» DATA:

-- Opening Marker --

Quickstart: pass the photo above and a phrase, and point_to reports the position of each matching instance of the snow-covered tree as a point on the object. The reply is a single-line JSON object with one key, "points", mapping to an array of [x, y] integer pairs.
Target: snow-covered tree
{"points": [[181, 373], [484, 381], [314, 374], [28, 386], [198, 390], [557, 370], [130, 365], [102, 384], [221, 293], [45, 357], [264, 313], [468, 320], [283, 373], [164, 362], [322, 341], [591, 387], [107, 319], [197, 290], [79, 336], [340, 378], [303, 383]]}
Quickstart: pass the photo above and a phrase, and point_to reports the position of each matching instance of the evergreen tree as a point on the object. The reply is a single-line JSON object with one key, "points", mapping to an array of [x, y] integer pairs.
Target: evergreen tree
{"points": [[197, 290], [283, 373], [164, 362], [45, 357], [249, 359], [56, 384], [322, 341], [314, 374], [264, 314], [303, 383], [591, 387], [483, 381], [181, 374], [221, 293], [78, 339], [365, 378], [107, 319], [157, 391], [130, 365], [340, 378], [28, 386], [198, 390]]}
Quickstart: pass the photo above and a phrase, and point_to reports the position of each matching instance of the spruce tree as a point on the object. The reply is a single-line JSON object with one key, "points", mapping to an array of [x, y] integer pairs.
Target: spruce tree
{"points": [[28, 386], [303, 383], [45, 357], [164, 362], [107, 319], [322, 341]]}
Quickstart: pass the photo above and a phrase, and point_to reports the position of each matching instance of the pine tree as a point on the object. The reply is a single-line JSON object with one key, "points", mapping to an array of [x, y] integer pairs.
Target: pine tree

-- Closing Marker --

» PROBLEM DESCRIPTION: Recopy the entries above exactly, with every line included.

» RESULT FOR THIS TASK:
Quickstart: pass the photo above and a phrase, and point_to reports the position of each matching instance of the snow-covered tree as a point on the object. The reply is a single-line JSON object with one key, "points", mapping to an array of [x, y] integer pairs.
Target: snow-covered tree
{"points": [[181, 373], [484, 381], [314, 374], [28, 386], [198, 390], [557, 370], [130, 365], [102, 384], [221, 293], [45, 357], [264, 313], [468, 320], [283, 373], [164, 362], [322, 341], [591, 387], [107, 319], [197, 290], [79, 336], [340, 378], [303, 383]]}
Quickstart: pass the photo above and a phrase, and point_to reports the position of each matching instance of the evergreen tree as a point on the object. The reply is a single-line JSON object with one key, "points", mapping to an array of [x, y] integer pairs.
Target: evergreen tree
{"points": [[197, 290], [283, 373], [164, 362], [45, 357], [249, 359], [56, 384], [322, 341], [314, 374], [264, 314], [303, 383], [591, 387], [483, 381], [181, 374], [221, 293], [78, 339], [365, 378], [107, 319], [157, 391], [130, 365], [340, 378], [28, 386], [198, 390]]}
Quickstart: pass the photo above and a phrase, and point_to reports the position of each matching instance of the spruce tree as a point on the object. The reply is a single-line JSON object with one key, "points", mapping to an array of [x, y] integer pairs.
Target: spruce tree
{"points": [[28, 386], [303, 383], [45, 357], [164, 362], [107, 319], [322, 341]]}
Quickstart: pass the photo above and a phrase, and point_to reports the position of each matching instance of the pine tree as a point on the object. The reply is a single-line JSON object with one key, "points", mapping to an array of [x, y] integer pairs.
Target: pine tree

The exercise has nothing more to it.